- **AUFGABENLISTE**
1. Wie viele Personen nahmen laut dem Text zur Bürger*innenbeteiligung in Andritz am ersten Arbeitstreffen teil?
2. Führe den Text zur Bürger*innenbeteiligung am Andritzer Hauptplatz nach seinem letzten Satz fort.

- **TEXTAUSZUG**
Bürger*innenbeteiligung

Um die Bedürfnisse der Bürger*innen in diesem Zusammenhang aufzunehmen, regt der Leiter des Stadtplanungsamtes DI Bernhard Inninger bei Vorgesprächen die Durchführung eines Beteiligungsprozesses an, der Grundlagen für Planung und Umsetzung der neuen Möblierung liefern soll. Dieser Prozess wird aus einem erst kürzlich für die Durchführung partizipativer Prozesse eingerichteten Fördertopf finanziert. Der entsprechende Antrag ist Mitte März vom Stadtsenat nach vorangegangener fachlicher Prüfung bewilligt worden. Die Antragsteller*in ist die Initiative Lebenswertes Andritz, die mit Studio Magic als Kooperationspartner*in zusammenarbeitet. So kann die begonnene Arbeit von vor zwei Jahren fortgesetzt und inhaltlich vertieft werden, um Kontinuität zu schaffen und darüber hinaus konkrete Ergebnisse in Form einer neuen Möblierung auf dem Andritzer Hauptplatz zu entwickeln.
Studio Magic bringen hierbei speziell ihre Erfahrung in der Umsetzung räumlicher Interventionen im Selbstbau mit Teilnehmer*innen aus der Bevölkerung ein, und arbeiten bei Konzeptionierung und Moderation der ersten beiden von insgesamt drei Beteiligungsstufen mit dem Team von wohnlabor (Graz) zusammen. Ziel des Prozesses ist, die Bedürfnisse und Ansprüche der Andritzer*innen für mehr Aufenthaltsqualität auf ihrem Hauptplatz zu sammeln, umfassend zu besprechen, und über eine Dokumentation sichtbar zu machen, die mit den Planungsinstanzen der Stadt weiterbearbeitet werden soll.
Die Bewohner*innen von Andritz sind bisher bei zwei Terminen (Mitte März und Anfang April) dazu eingeladen worden, ihre Vorstellungen für mehr Aufenthaltsqualität am Hauptplatz zu formulieren und die Auswertung der Ergebnisse öffentlich zu besprechen. Beim ersten Arbeitstreffen nahmen 16 Andritzer*innen unterschiedlichen Alters teil und brachten vielschichtige Themen ein, die im Zuge der öffentlichen Präsentation beim zweiten Termin in Gesprächen mit nahezu 100 Passant*innen vertieft wurden.
Beim dritten Termin am ersten und zweiten Juni können sie diese Forderungen beim gemeinsamen Bau der Eins-zu-Eins Modelle für die neue Sitzmöblierung mit dem Team von Studio Magic selbst umsetzen.

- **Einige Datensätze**
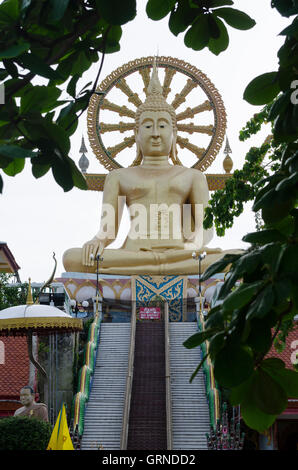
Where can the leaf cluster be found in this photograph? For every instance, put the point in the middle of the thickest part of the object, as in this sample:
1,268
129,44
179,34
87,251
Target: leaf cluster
203,21
249,318
56,42
11,294
24,433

- **LÖSUNGEN**
1. 16 Andritzer*innen unterschiedlichen Alters.

2.
Aufforderung an die Stadtplanung

Die nachfolgende Testphase dieser Prototypen dient dazu, Feedback und bei Bedarf Verbesserungsvorschläge geben zu können. Diese inklusive Herangehensweise in Form der professionell begleiteten Bürger*innenbeteiligung liefert eine solide Grundlage, die inhaltlich zum Teil weit über die hier zentral behandelten Sitzgelegenheiten hinausgeht. Das lässt sich nach der Auswertung aus den ersten beiden Terminen schon deutlich erkennen. Die selbstgebauten Möbel sind vielleicht nur ein erster Schritt, um den Raum selbst in die Hand zu nehmen.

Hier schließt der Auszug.